| EXTRAIT DU TEXTE |
━━━━
La probable non reconduction dIsabelle Kocher à la direction d’Engie révèle un projet de démantèlement du groupe avec liquidation des infrastructures gazières. Une option de profit boursier immédiat qui, au-delà de la personne de la dirigeante, compromettrait une vraie politique énergétique verte.

Engie troisième mondial de l’énergie hors pétrole, l’ex GDF SUEZ, emploie plus de 158.000 salariés, avec un chiffre d’affaire supérieur à 60 milliards.  Le groupe est largement contrôlé par l’État. Il possède près d’un quart des actions et plus de 34% des droits de vote. Les choix d’investissement et la stratégie du groupe ont des conséquences à long terme pour la politique écologique de notre pays et au-delà.

Engie a entrepris de réduire les énergies carbonées pour favoriser le  renouvelable et les services. Ce choix vertueux vise au « zéro émission carbone » : moins de gaz à effet de serre, sortie du charbon (effective depuis quelques mois), gestion intelligente de la consommation, priorité à la géothermie, à la biomasse, au solaire, à l’éolien, à l’hydroélectrique, et, bien sûr, réduction du nucléaire… Cela appelle comme complément une production décentralisée et le recours au numérique (réseaux intelligents) pour s’adapter efficacement aux besoins énergétiques réels.

Transition énergétique et  intérêts boursiers

Cette stratégie complexe doit s’étaler a minima sur une double période (décarbonation surtout de 2016 à 2019, puis de 2019 à 2021 important investissement dans les solutions de transition, stockage, réduction de consommation, rechargement des véhicules, etc., avec une aide à l’efficacité énergétique et aux alternatives renouvelables).

Une telle ambition (si l’on songe qu’Engie fut le sixième plus gros émetteur de CO2 du monde) suppose une continuité de gouvernance. Et une volonté claire :  c’est ici que le bat blesse.

Les bouleversements stratégiques que nous venons de décrire ont commencé quand l’ancien PDG du groupe, Gérard Mestrallet, est parti en 2016. Il laissa alors la présidence à Jean-Pierre Clamadieu venu de la société belge Solvay et la direction générale à Isabelle Kocher. Elle fut préférée de justesse à Jean François Cirelli aujourd’hui dirigeant France de Black Rock. On disait aussi qu’Isabelle Kocher qui aurait dû cumuler les deux postes se heurta à l’opposition du ministre de l’Économie de l’époque, Emmanuel Macron. C’est pourtant elle qui a porté et incarné spectaculairement la transition énergétique du groupe.

Isabelle Kocher (devenue de ce fait la seule femme dirigeante du Cac 40), engagée à fond dans le processus, se heurte à une hostilité inhabituelle. Notamment des attaques personnelles avec rumeurs et lettres anonymes. Elle va surtout se confronter au conseil d’administration qui se plaint d’une valorisation boursière insuffisante en cette période de transition décisive.

Du coup, Jean Pierre Clamadieu le président conçoit le projet de se séparer du réseau de transport, distribution et stockage de gaz (GRT Gaz, Elengy, GRDF, Storengy). Cette cession permise par la loi Pacte (comme pour la Française des jeux et Aéroport de Paris) pourrait représenter une valeur de plusieurs milliards et cela fait miroiter aux actionnaires une valorisation boursière immédiatement profitable.
━━━━
| TRAVAIL À FAIRE |
- 1) D'après l'extrait sur Engie, pourquoi Jean-Pierre Clamadieu envisage-t-il de céder le réseau de transport, de distribution et de stockage de gaz ?
- 2) Selon l'extrait sur Engie, quelle part des droits de vote du groupe l'État détient-il ?

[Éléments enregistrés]
━━━━
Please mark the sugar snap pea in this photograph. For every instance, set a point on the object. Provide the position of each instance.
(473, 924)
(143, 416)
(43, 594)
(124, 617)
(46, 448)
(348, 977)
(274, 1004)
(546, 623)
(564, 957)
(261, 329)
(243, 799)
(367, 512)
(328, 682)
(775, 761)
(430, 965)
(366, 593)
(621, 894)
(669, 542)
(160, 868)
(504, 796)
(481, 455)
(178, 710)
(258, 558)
━━━━
| EXERCICE CORRIGÉ |
- 1) Le conseil d'administration se plaint d'une valorisation boursière insuffisante pendant la période de transition. Cette cession pourrait rapporter plusieurs milliards et promet aux actionnaires une valorisation boursière immédiatement profitable.

- 2) Plus de 34 % des droits de vote.